[Stored data entries]
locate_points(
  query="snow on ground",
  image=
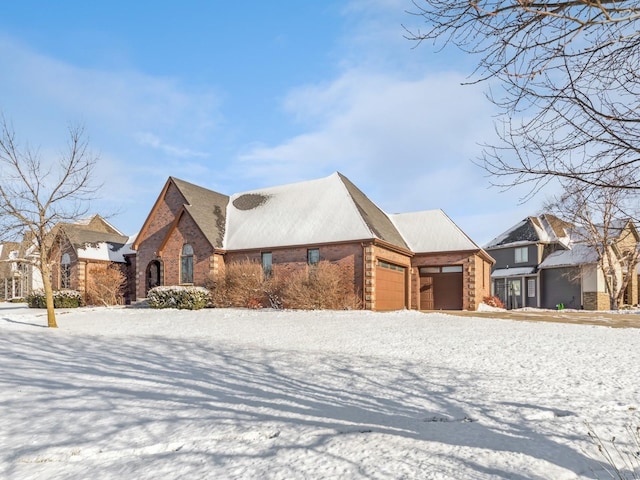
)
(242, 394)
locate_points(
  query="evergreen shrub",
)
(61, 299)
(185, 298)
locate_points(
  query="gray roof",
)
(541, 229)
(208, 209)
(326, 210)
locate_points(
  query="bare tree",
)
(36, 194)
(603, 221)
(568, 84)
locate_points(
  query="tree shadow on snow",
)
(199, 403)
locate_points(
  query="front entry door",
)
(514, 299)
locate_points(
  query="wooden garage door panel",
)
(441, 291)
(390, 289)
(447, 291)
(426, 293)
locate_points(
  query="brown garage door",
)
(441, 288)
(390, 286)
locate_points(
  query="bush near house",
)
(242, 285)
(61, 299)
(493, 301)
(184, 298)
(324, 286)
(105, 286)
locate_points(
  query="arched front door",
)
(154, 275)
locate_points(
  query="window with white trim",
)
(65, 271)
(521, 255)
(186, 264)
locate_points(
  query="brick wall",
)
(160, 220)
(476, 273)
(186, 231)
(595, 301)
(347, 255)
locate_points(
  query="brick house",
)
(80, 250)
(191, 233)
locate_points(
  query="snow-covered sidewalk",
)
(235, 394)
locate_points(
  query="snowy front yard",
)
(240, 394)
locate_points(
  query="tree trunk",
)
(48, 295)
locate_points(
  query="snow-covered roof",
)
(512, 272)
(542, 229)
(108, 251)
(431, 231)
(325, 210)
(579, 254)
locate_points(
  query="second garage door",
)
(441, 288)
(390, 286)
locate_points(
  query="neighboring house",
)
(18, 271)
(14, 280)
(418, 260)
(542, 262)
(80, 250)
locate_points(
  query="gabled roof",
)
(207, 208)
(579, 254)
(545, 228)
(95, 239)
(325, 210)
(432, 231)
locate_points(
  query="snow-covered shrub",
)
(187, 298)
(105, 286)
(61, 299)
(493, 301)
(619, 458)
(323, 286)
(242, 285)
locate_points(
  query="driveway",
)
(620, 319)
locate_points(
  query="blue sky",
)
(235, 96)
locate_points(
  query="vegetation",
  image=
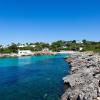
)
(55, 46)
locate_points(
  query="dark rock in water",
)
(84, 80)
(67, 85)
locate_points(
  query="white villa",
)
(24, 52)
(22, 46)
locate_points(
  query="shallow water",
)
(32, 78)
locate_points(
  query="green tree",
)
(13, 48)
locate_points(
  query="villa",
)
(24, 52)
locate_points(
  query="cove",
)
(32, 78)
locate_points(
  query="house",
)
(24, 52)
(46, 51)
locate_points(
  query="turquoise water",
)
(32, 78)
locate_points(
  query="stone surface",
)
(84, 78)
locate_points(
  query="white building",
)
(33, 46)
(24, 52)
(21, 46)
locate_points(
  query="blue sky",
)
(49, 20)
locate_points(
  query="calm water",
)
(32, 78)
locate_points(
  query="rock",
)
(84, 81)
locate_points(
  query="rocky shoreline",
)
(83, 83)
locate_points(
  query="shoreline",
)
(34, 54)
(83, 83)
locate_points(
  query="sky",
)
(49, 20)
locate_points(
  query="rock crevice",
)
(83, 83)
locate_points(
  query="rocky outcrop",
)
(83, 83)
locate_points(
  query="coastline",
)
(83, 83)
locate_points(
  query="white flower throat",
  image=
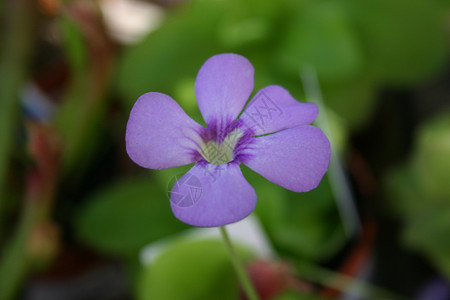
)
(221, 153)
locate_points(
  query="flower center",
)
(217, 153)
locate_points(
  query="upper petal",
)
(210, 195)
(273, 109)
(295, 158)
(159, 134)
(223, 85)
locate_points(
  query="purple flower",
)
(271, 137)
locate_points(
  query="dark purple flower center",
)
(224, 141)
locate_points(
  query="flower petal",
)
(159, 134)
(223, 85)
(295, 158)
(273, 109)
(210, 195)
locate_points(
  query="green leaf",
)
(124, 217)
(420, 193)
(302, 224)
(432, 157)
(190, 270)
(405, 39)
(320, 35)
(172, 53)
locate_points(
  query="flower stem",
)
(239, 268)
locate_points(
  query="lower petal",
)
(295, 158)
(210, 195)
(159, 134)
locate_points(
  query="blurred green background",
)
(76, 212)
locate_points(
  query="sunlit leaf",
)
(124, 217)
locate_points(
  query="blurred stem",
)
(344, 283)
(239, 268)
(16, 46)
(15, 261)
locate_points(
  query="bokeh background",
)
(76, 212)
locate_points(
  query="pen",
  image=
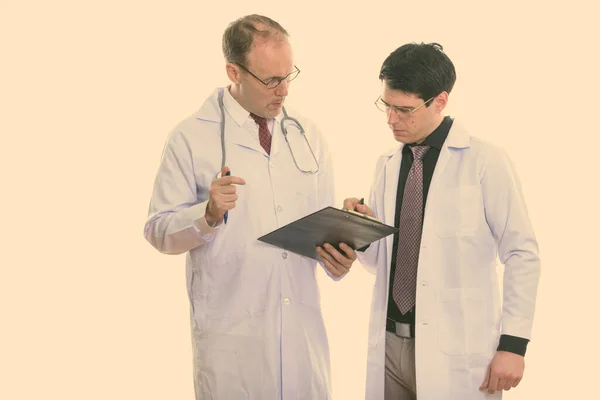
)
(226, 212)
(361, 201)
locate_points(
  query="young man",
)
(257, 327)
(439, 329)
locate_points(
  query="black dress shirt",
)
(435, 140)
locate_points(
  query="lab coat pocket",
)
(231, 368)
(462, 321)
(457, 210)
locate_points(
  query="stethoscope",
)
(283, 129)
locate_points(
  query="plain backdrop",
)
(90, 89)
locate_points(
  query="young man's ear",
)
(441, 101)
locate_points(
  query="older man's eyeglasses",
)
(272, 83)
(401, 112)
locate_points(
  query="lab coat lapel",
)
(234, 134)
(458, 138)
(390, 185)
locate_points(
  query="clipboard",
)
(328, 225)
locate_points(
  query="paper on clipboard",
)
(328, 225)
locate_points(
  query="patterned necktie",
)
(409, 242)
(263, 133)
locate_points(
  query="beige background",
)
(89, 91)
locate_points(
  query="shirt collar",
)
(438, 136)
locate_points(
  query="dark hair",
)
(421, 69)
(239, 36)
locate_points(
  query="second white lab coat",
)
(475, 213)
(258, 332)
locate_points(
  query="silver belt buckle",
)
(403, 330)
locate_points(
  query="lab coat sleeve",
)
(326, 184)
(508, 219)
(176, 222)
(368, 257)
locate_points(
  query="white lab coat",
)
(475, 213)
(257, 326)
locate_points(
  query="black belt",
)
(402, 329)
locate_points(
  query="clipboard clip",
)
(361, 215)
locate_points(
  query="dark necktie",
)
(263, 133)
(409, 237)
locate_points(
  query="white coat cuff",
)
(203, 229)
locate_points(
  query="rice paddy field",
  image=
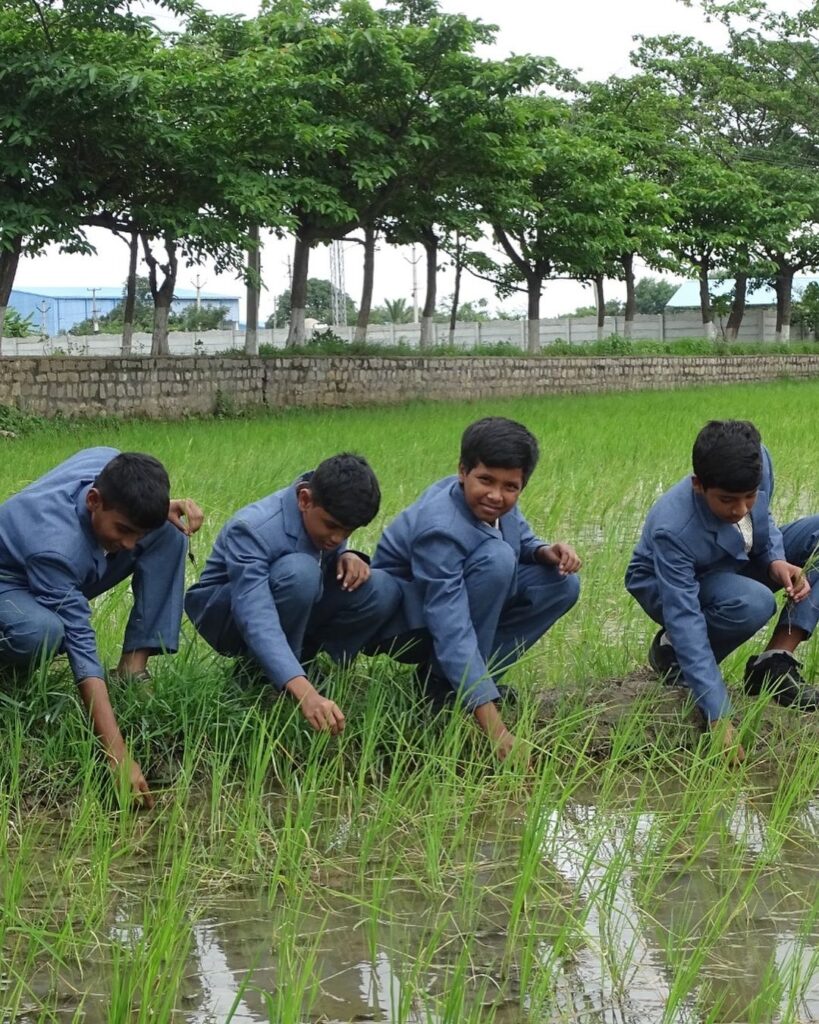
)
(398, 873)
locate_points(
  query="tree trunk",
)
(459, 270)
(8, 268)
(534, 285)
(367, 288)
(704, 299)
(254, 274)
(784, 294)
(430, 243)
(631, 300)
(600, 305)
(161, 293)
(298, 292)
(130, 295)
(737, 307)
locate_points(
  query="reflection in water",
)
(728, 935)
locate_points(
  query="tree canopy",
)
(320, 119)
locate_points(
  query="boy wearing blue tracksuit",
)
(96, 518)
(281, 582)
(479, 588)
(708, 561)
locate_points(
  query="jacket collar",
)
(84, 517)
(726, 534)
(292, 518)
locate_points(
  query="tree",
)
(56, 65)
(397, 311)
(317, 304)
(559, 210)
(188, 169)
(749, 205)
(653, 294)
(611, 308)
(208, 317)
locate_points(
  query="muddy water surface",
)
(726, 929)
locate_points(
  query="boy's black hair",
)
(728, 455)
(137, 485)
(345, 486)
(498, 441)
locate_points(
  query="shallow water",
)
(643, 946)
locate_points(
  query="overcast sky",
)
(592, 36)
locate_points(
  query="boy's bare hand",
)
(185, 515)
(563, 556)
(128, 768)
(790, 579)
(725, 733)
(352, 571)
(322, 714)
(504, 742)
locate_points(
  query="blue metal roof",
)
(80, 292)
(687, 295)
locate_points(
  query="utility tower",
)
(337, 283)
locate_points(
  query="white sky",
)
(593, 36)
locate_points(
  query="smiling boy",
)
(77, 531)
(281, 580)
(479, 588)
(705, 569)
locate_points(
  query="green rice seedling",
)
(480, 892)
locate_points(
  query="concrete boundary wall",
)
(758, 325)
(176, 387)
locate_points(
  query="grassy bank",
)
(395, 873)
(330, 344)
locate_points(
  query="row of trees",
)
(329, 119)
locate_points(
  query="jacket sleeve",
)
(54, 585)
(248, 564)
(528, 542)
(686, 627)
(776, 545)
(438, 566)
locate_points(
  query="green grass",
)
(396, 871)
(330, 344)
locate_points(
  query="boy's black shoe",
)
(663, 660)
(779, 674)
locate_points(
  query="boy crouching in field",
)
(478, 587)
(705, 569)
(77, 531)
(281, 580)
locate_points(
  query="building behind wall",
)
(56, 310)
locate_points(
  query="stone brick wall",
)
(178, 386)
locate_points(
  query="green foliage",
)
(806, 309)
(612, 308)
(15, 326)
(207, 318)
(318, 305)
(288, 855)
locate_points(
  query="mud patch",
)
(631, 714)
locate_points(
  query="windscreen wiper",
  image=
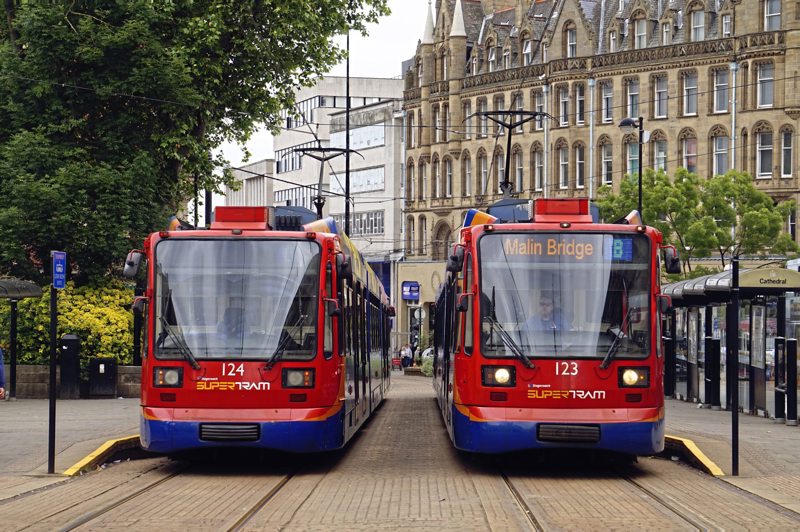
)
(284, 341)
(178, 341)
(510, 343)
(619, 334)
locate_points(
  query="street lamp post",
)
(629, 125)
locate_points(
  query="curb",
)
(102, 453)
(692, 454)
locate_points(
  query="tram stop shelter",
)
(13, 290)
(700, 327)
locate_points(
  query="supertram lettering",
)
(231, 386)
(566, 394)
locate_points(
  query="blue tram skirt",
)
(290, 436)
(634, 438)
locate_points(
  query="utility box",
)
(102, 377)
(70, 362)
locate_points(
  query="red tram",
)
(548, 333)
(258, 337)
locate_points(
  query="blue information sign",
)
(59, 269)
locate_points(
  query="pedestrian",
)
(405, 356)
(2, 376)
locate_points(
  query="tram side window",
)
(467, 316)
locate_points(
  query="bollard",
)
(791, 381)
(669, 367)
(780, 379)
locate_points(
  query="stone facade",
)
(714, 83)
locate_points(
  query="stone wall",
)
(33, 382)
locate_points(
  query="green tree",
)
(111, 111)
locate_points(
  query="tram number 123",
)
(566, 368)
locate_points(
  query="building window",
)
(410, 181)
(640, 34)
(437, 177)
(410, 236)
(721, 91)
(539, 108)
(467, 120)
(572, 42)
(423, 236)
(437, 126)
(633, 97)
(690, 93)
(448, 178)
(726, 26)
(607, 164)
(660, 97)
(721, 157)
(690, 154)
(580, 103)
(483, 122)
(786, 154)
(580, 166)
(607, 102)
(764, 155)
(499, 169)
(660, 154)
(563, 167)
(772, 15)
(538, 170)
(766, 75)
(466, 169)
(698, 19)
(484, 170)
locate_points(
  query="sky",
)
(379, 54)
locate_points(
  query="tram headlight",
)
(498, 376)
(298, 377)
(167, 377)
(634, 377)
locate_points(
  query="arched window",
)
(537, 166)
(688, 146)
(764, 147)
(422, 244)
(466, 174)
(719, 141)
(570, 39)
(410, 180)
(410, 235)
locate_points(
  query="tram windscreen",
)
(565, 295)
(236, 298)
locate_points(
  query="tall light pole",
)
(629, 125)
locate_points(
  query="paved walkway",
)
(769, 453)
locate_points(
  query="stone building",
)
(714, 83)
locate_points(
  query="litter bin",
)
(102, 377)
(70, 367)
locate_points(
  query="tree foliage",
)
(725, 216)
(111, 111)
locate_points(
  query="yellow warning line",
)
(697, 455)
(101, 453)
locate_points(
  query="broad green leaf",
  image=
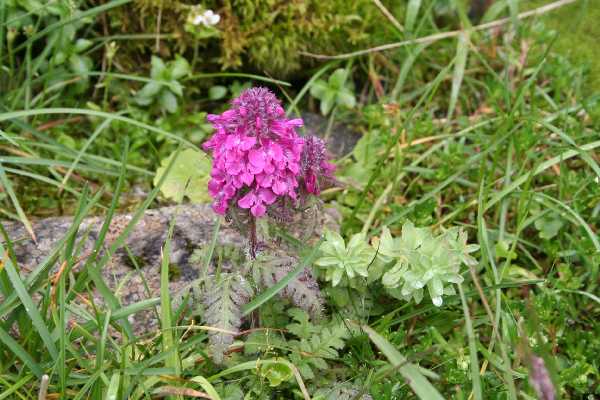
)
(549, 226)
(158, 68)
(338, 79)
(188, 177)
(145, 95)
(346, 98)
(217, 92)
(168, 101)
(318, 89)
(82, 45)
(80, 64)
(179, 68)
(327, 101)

# [TASK REQUIREMENTS]
Count the lines of the items above that contain the string "coat", and give only the number.

# [THE RESPONSE]
6